>> START DOCUMENT

I must say that I am really happy that I have started up the “All-Request Wednesday” feature, because many of you have given me some fantastic ideas. I really do appreciate all of you for writing in to me via Facebook and Google+ and sending me your ideas. In fact, I am actively encouraging all of you to keep sending me your ideas on what you want to see in this blog.
In fact, why don't you also use the comments section in this blog to share with me your ideas on what subjects you want to see in this blog on a future Wednesday entry? I am always looking for new ideas, and I appreciate every one you send me!
Now, for this edition of All-Request Wednesday, I'm going to be taking a request from someone from Europe! (Well, okay, actually she was born in Canada, but works and lives in Italy). And, I want to extend a grazie to Cathy S. of Italy for giving me today's suggestion.
Before I go ahead with Cathy's great suggestion, I want to ask all of you something. And, I really want you to think about this answer, because for some of you we could be going back in time at least two or more decades.
Did you have a hangout during your teen years that you liked to go to?
I mean, in the world of pop culture, there are several examples. Archie and the gang hung out at Pop's Chocklit Shop, the Saved by the Bell gang hung out at The Max, the Happy Days crew had Arnold's, and the Winslows from Family Matters would spend time at Rachel's Place.
But, can you think of where you and your friends decided to hang out while you were teenagers?
I was really never one who did much hanging out in my own teen years (unless you could consider walking over to the local convenience store for a Slush Puppie with all the other kids as hanging out). But I think I know quite a few places in my hometown that could be considered hangout places.
There was the ice cream/tourist place on Block House Island which helped people meet and greet each other while indulging in frozen treats. And, well...I suppose that Dairy Queen has kind of become ice cream/tourist place 2.0 depending on the time of year one visits it.

>> END DOCUMENT

**PROBLEMS TO WORK ON**
a - From the blog post, return everything from "I mean, in the" down to "you were teenagers?".
b - In the blog post, where did the Saved by the Bell gang hang out?
c - Continue the blog post about teen hangouts, starting after its final sentence.

>> START RECORD EXCERPTS

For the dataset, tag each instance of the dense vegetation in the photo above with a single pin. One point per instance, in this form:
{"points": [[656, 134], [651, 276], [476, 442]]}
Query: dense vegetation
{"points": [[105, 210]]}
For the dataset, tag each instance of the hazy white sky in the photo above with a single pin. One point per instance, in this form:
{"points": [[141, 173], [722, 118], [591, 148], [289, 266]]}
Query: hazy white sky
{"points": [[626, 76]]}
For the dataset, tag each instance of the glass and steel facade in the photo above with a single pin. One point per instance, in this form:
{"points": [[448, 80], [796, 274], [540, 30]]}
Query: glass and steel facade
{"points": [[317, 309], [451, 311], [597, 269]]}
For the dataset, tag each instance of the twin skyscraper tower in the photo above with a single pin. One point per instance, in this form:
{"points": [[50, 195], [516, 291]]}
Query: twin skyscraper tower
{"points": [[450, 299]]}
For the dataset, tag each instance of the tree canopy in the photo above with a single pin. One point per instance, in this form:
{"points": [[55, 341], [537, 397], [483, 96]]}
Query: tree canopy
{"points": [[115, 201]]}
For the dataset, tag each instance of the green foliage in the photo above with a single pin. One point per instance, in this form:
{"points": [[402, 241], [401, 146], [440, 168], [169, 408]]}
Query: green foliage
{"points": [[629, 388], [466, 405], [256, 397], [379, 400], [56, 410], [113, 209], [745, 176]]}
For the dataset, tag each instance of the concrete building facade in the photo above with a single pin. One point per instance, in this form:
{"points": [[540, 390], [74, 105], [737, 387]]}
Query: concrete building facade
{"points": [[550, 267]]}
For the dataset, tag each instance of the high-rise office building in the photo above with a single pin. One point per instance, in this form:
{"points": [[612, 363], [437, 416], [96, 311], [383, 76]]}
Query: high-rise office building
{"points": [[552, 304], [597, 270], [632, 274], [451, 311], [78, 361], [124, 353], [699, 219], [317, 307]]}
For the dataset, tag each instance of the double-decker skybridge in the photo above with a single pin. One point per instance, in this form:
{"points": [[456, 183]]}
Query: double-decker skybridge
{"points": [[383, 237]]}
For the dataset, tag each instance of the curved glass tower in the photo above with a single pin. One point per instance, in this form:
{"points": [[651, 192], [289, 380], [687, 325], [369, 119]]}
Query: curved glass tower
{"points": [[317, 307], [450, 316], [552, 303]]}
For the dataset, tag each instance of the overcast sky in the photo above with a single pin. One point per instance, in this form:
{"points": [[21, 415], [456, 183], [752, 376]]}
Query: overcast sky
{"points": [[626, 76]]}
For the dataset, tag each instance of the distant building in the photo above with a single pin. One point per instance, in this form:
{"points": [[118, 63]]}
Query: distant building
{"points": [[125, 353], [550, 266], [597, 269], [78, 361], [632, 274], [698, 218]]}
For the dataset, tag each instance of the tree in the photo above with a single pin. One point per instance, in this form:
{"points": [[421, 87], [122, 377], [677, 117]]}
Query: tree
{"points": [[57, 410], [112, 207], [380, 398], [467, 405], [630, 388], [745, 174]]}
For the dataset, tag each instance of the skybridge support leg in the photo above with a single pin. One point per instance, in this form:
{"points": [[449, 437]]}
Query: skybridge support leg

>> END RECORD EXCERPTS

**ANSWERS PROVIDED**
a -
I mean, in the world of pop culture, there are several examples. Archie and the gang hung out at Pop's Chocklit Shop, the Saved by the Bell gang hung out at The Max, the Happy Days crew had Arnold's, and the Winslows from Family Matters would spend time at Rachel's Place.
But, can you think of where you and your friends decided to hang out while you were teenagers?

b - The Max.

c -
Another place that some of the teens used to hang out at when I was a teenager was the local shopping mall. Back in those days, Walmart was the anchor store, and the food court was bustling with activity and delicious food. A lot has changed since then, but one thing I can say is that the food court still has delicious food...even though none of the original restaurants that were there fifteen years ago remain.
But you know something? There's a part of me that wishes that I had been born about ten years earlier than I was because there was one place in town that I used to love going to when I was a kid, and I would probably have loved to have hung out there in my teenage years.
Do you remember Woolworth's Department Store at all? We had one in town. And, I have likely told you several tales about how much I loved shopping in the toy department, and being able to choose whatever package of bubblegum I wanted to bring home with me whenever I took a trip to Woolworth's.
But the best part of Woolworth's was the awesome lunch counter. For some reason, I always found it a real treat to get one of those cheeseburger platters complete with french fries and gravy because it was a rare treat that I didn't get a chance to eat every day, and it was always a fun atmosphere. You got to sit on those awesome stools, watching the staff interacting with the customers. It was a really exciting time.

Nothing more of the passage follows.